- _To be done_
Quote the following lines word for word.

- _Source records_
** start **

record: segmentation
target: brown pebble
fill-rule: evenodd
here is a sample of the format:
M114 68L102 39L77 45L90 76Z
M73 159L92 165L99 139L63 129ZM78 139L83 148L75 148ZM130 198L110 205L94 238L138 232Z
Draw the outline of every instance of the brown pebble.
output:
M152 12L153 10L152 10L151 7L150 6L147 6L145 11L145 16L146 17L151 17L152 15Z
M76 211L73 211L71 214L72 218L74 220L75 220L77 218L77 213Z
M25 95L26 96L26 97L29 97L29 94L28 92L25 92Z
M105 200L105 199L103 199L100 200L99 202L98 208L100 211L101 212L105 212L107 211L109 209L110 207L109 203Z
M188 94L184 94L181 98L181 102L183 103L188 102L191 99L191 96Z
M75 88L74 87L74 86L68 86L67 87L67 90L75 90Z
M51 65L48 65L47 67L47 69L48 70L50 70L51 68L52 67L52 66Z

** end **

- _Task output_
record: segmentation
target: brown pebble
fill-rule: evenodd
here is a sample of the format:
M114 68L102 39L77 45L90 76Z
M73 159L92 165L99 139L63 129ZM78 139L83 148L75 148ZM130 198L110 205L94 238L138 232Z
Draw the outline of every instance of the brown pebble.
output:
M152 12L153 10L152 10L151 7L150 6L147 6L145 11L145 16L146 17L151 17L152 15Z
M76 211L73 211L71 214L72 218L74 220L75 220L77 218L77 213Z
M25 95L26 96L26 97L29 97L29 94L28 92L25 92Z
M105 200L105 199L103 199L100 200L99 202L98 208L100 211L101 212L105 212L107 211L109 209L110 207L109 203Z
M188 94L184 94L181 98L181 102L183 103L188 102L191 99L191 96Z
M75 88L74 87L74 86L68 86L67 87L67 90L75 90Z
M51 65L48 65L47 67L47 69L48 70L50 70L51 68L52 67L52 66Z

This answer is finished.